### Texte source

Elle peut charger un ou plusieurs de ses membres ainsi qu'un ou plusieurs des membres de son secrétariat, de procéder à une enquête sur place. Le président, ainsi que les membres de la commission et du secrétariat, ayant la qualité d'agent de l'Etat et désignés à cet effet par le Roi, ont la qualité d'officier de police judiciaire, officier auxiliaire du procureur du Roi, après avoir prêté le serment suivant : 'Je jure fidélité au Roi, obéissance à la Constitution et aux lois du peuple belge. ' Dans l'exercice de leurs fonctions, ils peuvent : 1. pénétrer à toute heure du jour ou de la nuit dans les établissements, locaux et pièces dont l'accès est nécessaire à l'accomplissement de leur mission;toutefois, ils n'ont accès aux locaux habités que s'ils ont des raisons de croire à l'existence d'une infraction à la présente loi et à ses arrêtés d'exécution et moyennant une autorisation préalable du juge du tribunal de police; 2. procéder à tous examens, contrôles et auditions ainsi qu'à toutes les constatations utiles et exiger la communication de tous les documents pouvant être utiles à leur enquête;3. se procurer tous les renseignements complémentaires qu'ils jugent utiles auprès des exploitants et de leur personnel, ainsi qu'auprès des services de police et des services administratifs de l'Etat;4. saisir tous les objets, et plus particulièrement les documents, les pièces, les livres et les jeux de hasard qui peuvent servir de pièce à conviction concernant une infraction à la présente loi ou à ses arrêtés d'exécution ou qui sont nécessaires à la recherche des coauteurs ou des complices;5. requérir l'assistance des services de police.» «

Art. 20.[...] La commission octroie les licences de classe A, B, C, D et E. «

Art. 21.La commission peut : 1. par décision motivée et selon les modalités définies ci-après, octroyer une licence d'exploitation ou autre à la personne qui sollicite une telle licence;2. par décision motivée et selon les modalités définies par le Roi, prononcer les avertissements, suspendre pour une durée déterminée ou retirer la licence et interdire provisoirement ou définitivement l'exploitation d'un ou de plusieurs jeux de hasard en cas de non-respect des dispositions de la présente loi et de ses arrêtés d'exécution. L'intéressé, qui peut être assisté par son conseil, doit être entendu préalablement par la commission. » «

Art. 27.Il est interdit de cumuler les licences des classes A, B, C et D, d'une part, et la licence de classe E, d'autre part, dans le chef de la même personne physique ou morale, que ce soit directement ou indirectement, personnellement ou par l'intermédiaire d'une autre personne physique ou morale. «

Art. 34.Les établissements de jeux de hasard de classe II sont des établissements dans lesquels sont exploités exclusivement les jeux de hasard autorisés par le Roi.

######

> [Exercices]
(A) Recopiez fidèlement un passage de l'extrait sur les jeux de hasard : commencez aux mots « Art. 27.Il est » et arrêtez-vous après les mots « par le Roi. ».
(B) D'après l'extrait sur les jeux de hasard, de quelle autorisation les membres chargés de l'enquête ont-ils besoin pour accéder aux locaux habités ?

### Lignes fournies

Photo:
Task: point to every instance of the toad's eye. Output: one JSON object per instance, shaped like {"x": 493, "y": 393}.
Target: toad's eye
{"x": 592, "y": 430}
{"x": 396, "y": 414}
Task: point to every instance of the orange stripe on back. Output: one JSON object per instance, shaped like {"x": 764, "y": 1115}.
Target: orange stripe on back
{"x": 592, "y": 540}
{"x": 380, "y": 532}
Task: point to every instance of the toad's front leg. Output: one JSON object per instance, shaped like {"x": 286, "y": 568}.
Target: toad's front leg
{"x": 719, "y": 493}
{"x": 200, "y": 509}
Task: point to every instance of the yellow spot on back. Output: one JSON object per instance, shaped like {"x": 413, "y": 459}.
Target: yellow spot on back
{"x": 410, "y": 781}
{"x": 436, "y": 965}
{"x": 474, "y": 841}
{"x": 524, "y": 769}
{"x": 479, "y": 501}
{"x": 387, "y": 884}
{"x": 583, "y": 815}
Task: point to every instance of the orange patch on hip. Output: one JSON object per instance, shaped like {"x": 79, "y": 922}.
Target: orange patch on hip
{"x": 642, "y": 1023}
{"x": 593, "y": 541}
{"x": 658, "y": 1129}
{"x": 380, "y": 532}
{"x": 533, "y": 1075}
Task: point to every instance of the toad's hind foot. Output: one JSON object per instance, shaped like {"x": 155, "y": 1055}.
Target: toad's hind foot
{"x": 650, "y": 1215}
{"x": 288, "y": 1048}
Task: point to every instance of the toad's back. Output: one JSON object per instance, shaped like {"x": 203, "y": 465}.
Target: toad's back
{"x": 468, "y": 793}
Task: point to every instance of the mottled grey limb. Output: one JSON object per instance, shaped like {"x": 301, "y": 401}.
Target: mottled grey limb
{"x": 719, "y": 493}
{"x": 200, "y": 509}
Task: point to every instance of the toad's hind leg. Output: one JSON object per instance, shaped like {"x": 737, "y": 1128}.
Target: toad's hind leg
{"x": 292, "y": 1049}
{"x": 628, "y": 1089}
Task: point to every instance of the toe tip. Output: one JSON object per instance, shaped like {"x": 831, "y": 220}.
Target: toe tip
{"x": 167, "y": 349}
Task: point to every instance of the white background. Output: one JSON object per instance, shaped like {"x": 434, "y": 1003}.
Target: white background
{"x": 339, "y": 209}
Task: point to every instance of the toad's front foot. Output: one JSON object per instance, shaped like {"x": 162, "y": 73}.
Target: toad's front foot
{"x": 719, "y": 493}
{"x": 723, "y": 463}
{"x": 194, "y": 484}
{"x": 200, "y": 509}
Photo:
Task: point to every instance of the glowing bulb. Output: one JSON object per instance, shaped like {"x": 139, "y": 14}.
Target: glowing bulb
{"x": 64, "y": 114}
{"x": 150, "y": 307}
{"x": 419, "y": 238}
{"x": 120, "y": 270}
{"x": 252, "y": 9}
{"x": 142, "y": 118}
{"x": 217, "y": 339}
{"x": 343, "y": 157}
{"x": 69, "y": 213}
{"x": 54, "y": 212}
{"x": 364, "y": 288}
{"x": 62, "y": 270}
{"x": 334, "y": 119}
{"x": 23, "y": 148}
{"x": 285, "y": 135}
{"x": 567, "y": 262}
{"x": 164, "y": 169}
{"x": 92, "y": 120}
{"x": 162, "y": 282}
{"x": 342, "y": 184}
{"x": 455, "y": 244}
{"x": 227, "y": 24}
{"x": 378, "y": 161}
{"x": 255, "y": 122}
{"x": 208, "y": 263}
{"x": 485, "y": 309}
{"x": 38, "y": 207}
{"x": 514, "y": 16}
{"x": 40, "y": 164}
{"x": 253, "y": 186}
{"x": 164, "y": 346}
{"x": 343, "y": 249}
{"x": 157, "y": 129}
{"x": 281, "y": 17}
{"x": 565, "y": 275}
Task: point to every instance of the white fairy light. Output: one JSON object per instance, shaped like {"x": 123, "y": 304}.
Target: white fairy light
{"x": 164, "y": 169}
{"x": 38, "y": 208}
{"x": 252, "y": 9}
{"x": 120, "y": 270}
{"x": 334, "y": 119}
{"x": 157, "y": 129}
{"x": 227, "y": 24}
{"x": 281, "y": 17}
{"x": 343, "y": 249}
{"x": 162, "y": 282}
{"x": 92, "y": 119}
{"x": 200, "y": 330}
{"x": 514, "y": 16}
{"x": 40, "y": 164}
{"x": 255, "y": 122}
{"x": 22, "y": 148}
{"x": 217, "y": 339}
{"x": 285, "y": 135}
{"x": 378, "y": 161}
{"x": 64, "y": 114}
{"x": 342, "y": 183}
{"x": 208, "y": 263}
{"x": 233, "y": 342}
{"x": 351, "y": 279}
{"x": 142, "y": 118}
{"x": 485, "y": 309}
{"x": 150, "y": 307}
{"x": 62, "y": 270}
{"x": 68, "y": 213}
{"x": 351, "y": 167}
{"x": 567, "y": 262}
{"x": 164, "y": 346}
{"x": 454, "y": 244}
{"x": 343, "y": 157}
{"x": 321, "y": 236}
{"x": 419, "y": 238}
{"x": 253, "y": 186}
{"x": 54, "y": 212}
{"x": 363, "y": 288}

######

> [Résultats]
(A)
Art. 27.Il est interdit de cumuler les licences des classes A, B, C et D, d'une part, et la licence de classe E, d'autre part, dans le chef de la même personne physique ou morale, que ce soit directement ou indirectement, personnellement ou par l'intermédiaire d'une autre personne physique ou morale. «

Art. 34.Les établissements de jeux de hasard de classe II sont des établissements dans lesquels sont exploités exclusivement les jeux de hasard autorisés par le Roi.

(B) Ils ont besoin d'une autorisation préalable du juge du tribunal de police.